#### EXCERPT

The idea of humans growing tails, chicken growing teeth and snakes growing legs may not be as far fetched as we think.
New research led by Flinders University has found that reverse evolution - where organs or features lost millions years ago are redeveloped - is possible under certain conditions.
It pointed to how some of Australia's largest kangaroos have changed the structure of their teeth to resemble those of their ancestors in response to their changing diet.
As forests retreated towards the coastline over millions of years, kangaroos were forced to eat more grass, with their teeth needing to cut rather than chomp away at their food, the researchers say.
That led to the shape of their molars changing to more closely resemble those of their more distant ancestors.
"We show that small changes to a 'rule' that determines how teeth form in the embryo have allowed some kangaroos to partly turn back the clock on evolution," PhD candidate Aidan Couzens said.

########
#### SUPPLIED DATA

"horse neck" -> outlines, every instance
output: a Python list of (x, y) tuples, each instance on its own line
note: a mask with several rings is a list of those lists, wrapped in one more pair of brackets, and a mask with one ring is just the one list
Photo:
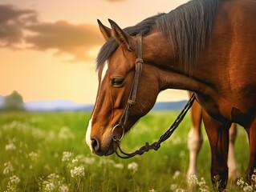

########

= TASKS TO COMPLETE =
[A] According to the article on reverse evolution in kangaroos, which university led the new research?
[B] Write the next few paragraphs of the article on reverse evolution in kangaroo teeth, picking up after its final quoted sentence.

= EXERCISE ANSWERS =
[A] Flinders University led the research.

[B]
"Using these rules, we can start to predict the pathways evolution can take."
"We found that features lost in evolution can re-evolve when evolution tinkers with the way features are assembled in the embryo."
The research, published in the journal Evolution, casts some doubt on the widely held view that once a structure or organ is lost during the course of evolution, it can't be recovered.
Co-author Gavin Prideaux said biologists had often discounted the potential for evolution to shift into reverse.
But he said the latest research argued that reanimating genetically mothballed features might be allowed by evolution under certain circumstances.